#### Requirements:
Every entry here needs to be repeated exactly.

#### Data in this exercise:
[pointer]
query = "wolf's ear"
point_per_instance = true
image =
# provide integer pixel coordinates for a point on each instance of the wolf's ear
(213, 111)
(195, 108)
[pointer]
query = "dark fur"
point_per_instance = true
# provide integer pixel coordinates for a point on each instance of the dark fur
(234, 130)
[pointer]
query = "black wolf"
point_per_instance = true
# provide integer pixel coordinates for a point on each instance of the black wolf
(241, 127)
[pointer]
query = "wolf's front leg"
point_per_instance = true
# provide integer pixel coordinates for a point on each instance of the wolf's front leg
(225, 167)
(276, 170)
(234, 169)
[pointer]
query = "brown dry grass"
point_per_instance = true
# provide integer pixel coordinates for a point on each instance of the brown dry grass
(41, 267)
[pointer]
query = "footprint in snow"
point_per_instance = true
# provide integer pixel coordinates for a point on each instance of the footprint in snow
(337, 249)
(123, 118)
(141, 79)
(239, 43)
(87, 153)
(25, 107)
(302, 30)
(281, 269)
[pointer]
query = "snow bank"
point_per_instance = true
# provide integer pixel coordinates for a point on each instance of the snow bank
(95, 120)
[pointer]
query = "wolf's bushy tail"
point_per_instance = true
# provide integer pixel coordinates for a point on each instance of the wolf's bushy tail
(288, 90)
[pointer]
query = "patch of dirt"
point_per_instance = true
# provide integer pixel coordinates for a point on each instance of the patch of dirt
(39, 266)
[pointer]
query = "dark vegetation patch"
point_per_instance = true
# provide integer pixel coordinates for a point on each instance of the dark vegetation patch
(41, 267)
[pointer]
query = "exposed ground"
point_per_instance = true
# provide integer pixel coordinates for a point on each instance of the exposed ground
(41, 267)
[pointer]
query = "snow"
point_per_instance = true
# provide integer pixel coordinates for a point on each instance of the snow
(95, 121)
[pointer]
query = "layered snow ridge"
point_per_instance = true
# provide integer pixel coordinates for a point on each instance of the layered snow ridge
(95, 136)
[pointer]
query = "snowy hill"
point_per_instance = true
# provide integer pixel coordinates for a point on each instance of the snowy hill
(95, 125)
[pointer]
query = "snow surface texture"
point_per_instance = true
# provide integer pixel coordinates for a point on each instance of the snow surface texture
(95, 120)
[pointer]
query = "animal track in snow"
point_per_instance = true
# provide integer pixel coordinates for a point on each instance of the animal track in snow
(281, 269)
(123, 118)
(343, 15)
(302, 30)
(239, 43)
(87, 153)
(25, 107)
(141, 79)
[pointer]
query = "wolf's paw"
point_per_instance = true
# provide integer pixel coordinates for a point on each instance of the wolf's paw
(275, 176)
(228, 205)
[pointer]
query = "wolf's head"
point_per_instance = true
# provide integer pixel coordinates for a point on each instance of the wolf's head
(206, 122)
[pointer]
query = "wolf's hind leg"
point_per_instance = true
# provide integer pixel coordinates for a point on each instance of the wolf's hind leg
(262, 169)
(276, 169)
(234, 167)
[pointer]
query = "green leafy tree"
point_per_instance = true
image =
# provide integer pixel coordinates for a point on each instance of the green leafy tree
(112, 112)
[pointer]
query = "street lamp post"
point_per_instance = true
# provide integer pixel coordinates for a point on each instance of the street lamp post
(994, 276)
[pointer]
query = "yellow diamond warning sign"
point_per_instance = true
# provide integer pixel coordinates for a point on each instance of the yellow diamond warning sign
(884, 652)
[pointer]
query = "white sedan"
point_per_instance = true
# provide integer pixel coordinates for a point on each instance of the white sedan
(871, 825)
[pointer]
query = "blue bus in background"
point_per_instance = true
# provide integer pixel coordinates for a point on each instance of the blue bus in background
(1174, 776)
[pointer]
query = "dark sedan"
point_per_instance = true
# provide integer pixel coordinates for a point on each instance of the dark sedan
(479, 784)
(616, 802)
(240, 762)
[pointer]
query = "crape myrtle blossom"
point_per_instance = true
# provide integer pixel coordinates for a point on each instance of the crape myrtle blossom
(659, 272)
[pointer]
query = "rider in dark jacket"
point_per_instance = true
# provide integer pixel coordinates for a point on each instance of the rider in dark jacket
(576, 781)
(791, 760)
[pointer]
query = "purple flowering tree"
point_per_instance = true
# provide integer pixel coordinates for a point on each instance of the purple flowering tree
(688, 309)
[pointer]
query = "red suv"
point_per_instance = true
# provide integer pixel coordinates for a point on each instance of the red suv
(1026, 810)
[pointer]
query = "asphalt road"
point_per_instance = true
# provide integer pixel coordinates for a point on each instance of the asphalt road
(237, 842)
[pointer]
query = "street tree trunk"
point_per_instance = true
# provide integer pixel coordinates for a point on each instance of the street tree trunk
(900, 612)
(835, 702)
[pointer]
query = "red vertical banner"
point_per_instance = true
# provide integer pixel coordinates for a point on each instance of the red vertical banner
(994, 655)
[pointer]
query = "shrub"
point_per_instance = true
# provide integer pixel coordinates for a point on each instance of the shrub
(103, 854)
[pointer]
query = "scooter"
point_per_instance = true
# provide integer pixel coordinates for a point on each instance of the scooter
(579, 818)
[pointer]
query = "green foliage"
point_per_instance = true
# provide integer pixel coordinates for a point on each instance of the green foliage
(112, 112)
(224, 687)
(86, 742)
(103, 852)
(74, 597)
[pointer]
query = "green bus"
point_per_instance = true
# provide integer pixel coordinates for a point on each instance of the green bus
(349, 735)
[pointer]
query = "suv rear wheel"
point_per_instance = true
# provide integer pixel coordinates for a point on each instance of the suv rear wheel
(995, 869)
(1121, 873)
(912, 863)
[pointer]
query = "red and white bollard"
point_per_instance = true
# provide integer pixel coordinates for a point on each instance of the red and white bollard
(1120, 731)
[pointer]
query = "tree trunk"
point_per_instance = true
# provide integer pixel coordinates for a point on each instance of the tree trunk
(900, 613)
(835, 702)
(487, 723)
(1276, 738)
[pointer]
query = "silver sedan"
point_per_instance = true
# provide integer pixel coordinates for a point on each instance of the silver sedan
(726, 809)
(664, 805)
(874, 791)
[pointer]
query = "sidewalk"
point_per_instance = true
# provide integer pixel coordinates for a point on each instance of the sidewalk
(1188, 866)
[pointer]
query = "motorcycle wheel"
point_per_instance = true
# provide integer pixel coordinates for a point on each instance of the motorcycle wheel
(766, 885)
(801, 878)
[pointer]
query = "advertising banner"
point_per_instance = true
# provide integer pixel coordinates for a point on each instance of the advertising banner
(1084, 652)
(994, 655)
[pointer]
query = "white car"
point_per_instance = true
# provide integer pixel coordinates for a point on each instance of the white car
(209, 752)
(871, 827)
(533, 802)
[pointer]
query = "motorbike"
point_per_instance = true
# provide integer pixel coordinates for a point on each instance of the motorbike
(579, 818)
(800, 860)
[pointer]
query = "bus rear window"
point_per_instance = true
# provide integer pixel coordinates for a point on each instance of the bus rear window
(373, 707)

#### The output:
[pointer]
query = "wolf's ear"
point_per_instance = true
image =
# provide integer pixel coordinates for a point on each instance of the wolf's ear
(213, 111)
(195, 108)
[pointer]
query = "dark fur"
point_per_instance = true
# provide integer pixel coordinates for a point on each instance of the dark fur
(234, 130)
[pointer]
query = "black wolf"
point_per_instance = true
# provide integer pixel coordinates for a point on each instance of the black wolf
(241, 127)
[pointer]
query = "wolf's front leg"
point_per_instance = true
# provide integer pixel coordinates for a point on each instance of the wolf's front leg
(225, 167)
(276, 170)
(234, 169)
[pointer]
query = "brown dry grass"
point_per_instance = true
# provide integer pixel coordinates for a point on each instance of the brown dry grass
(41, 267)
[pointer]
query = "footprint in snow"
point_per_instance = true
# provide integer pixel coordinates for a point on each instance of the footprint in snow
(337, 249)
(123, 118)
(141, 79)
(239, 43)
(87, 153)
(25, 107)
(302, 30)
(281, 269)
[pointer]
query = "snow bank"
point_per_instance = true
# provide integer pixel coordinates for a point on each instance of the snow bank
(95, 120)
[pointer]
query = "wolf's bushy tail"
point_per_instance = true
# provide integer pixel coordinates for a point on each instance of the wolf's bushy tail
(288, 90)
[pointer]
query = "patch of dirt"
point_per_instance = true
# provide integer pixel coordinates for a point on each instance of the patch of dirt
(39, 266)
[pointer]
query = "dark vegetation patch"
point_per_instance = true
# provide integer pixel coordinates for a point on each instance of the dark vegetation patch
(41, 267)
[pointer]
query = "exposed ground"
point_per_instance = true
# provide integer pixel coordinates for a point on each instance of the exposed ground
(41, 267)
[pointer]
query = "snow"
point_per_instance = true
# provide integer pixel coordinates for a point on each instance of the snow
(95, 121)
[pointer]
query = "layered snow ridge"
point_per_instance = true
# provide integer pixel coordinates for a point on each instance of the layered snow ridge
(95, 136)
[pointer]
query = "snowy hill"
point_per_instance = true
# provide integer pixel coordinates for a point on each instance of the snowy hill
(95, 125)
[pointer]
query = "snow surface texture"
point_per_instance = true
# provide integer pixel coordinates for a point on each instance of the snow surface texture
(95, 120)
[pointer]
query = "animal track in snow"
point_per_instance = true
# provide integer pixel coordinates for a point on each instance of the animal track in snow
(281, 269)
(123, 118)
(343, 15)
(302, 30)
(239, 43)
(87, 153)
(25, 107)
(141, 79)
[pointer]
query = "wolf's paw"
point_per_instance = true
# provide integer pixel coordinates for a point on each instance of the wolf's paw
(275, 176)
(228, 205)
[pointer]
query = "wolf's head"
point_per_instance = true
# provide integer pixel coordinates for a point on each instance of the wolf's head
(206, 122)
[pointer]
query = "wolf's hind leg"
point_per_instance = true
# provide integer pixel coordinates for a point on each instance of the wolf's hind leg
(262, 169)
(276, 169)
(234, 167)
[pointer]
query = "green leafy tree"
point_per_instance = true
image =
# provide integer pixel coordinates for a point on each instance of the green leafy tree
(112, 112)
[pointer]
query = "street lamp post"
point_per_instance = true
# provide integer pixel coordinates for a point on each instance of the street lamp post
(994, 276)
[pointer]
query = "yellow diamond warning sign"
point_per_instance = true
# provide integer pixel coordinates for a point on each instance of the yellow diamond warning sign
(884, 652)
[pointer]
query = "white sedan"
point_per_instance = true
# provide integer pixel coordinates for a point on each instance of the white sedan
(871, 825)
[pointer]
query = "blue bus in background"
point_per_instance = true
# provide integer pixel coordinates for a point on each instance of the blue bus in background
(1174, 776)
[pointer]
query = "dark sedan"
point_per_instance = true
# provide integer pixel coordinates for a point on each instance of the dark sedan
(479, 784)
(616, 802)
(240, 762)
[pointer]
query = "crape myrtle blossom"
point_per_instance = true
# provide integer pixel coordinates for a point on each instance of the crape myrtle blossom
(659, 272)
[pointer]
query = "rider in dark jacket"
point_per_instance = true
# provide integer pixel coordinates for a point on each instance of the rider in dark jacket
(576, 781)
(791, 760)
[pointer]
query = "purple flowering tree"
point_per_instance = true
# provide integer pixel coordinates for a point on each instance of the purple flowering tree
(688, 309)
[pointer]
query = "red suv"
point_per_instance = true
# provide integer pixel coordinates for a point on each instance of the red suv
(1026, 810)
[pointer]
query = "asphalt road"
point_per_instance = true
# provide integer pixel coordinates for a point on each instance of the asphalt road
(237, 842)
[pointer]
query = "street tree trunk"
point_per_instance = true
# provide integer pixel coordinates for a point on each instance of the street tree trunk
(900, 612)
(835, 702)
[pointer]
query = "red vertical banner"
point_per_instance = true
# provide integer pixel coordinates for a point on each instance of the red vertical banner
(994, 655)
[pointer]
query = "shrub"
point_per_instance = true
# provide integer pixel coordinates for a point on each instance of the shrub
(103, 854)
[pointer]
query = "scooter"
point_per_instance = true
# provide integer pixel coordinates for a point on each instance of the scooter
(579, 818)
[pointer]
query = "green foliage"
point_per_instance = true
# provide integer pixel coordinates for a point on each instance of the green foliage
(112, 112)
(224, 687)
(86, 742)
(103, 852)
(74, 597)
[pointer]
query = "green bus"
point_per_instance = true
# provide integer pixel coordinates for a point on each instance of the green bus
(349, 735)
[pointer]
query = "suv rear wheel"
point_per_instance = true
# provide integer pixel coordinates for a point on each instance of the suv rear wheel
(995, 869)
(1121, 873)
(912, 863)
[pointer]
query = "red and white bollard"
point_per_instance = true
# provide integer pixel coordinates for a point on each instance of the red and white bollard
(1120, 731)
[pointer]
query = "tree trunk"
point_per_instance = true
# provide integer pixel coordinates for a point on each instance of the tree trunk
(900, 613)
(835, 702)
(487, 723)
(1276, 738)
[pointer]
query = "silver sedan"
point_per_instance = true
# provide integer pixel coordinates for a point on each instance of the silver sedan
(726, 809)
(664, 805)
(874, 791)
[pointer]
query = "sidewalk"
point_per_instance = true
# provide integer pixel coordinates for a point on each instance of the sidewalk
(1188, 866)
[pointer]
query = "motorcycle wheel"
point_per_instance = true
# provide integer pixel coordinates for a point on each instance of the motorcycle wheel
(766, 885)
(801, 878)
[pointer]
query = "advertising banner"
point_per_instance = true
# provide integer pixel coordinates for a point on each instance of the advertising banner
(1084, 652)
(994, 655)
[pointer]
query = "white car"
point_per_instance = true
# provide integer pixel coordinates for a point on each instance of the white car
(209, 752)
(871, 827)
(533, 802)
[pointer]
query = "motorbike"
point_per_instance = true
# provide integer pixel coordinates for a point on each instance of the motorbike
(579, 818)
(800, 860)
[pointer]
query = "bus rear window"
point_per_instance = true
# provide integer pixel coordinates for a point on each instance of the bus rear window
(373, 707)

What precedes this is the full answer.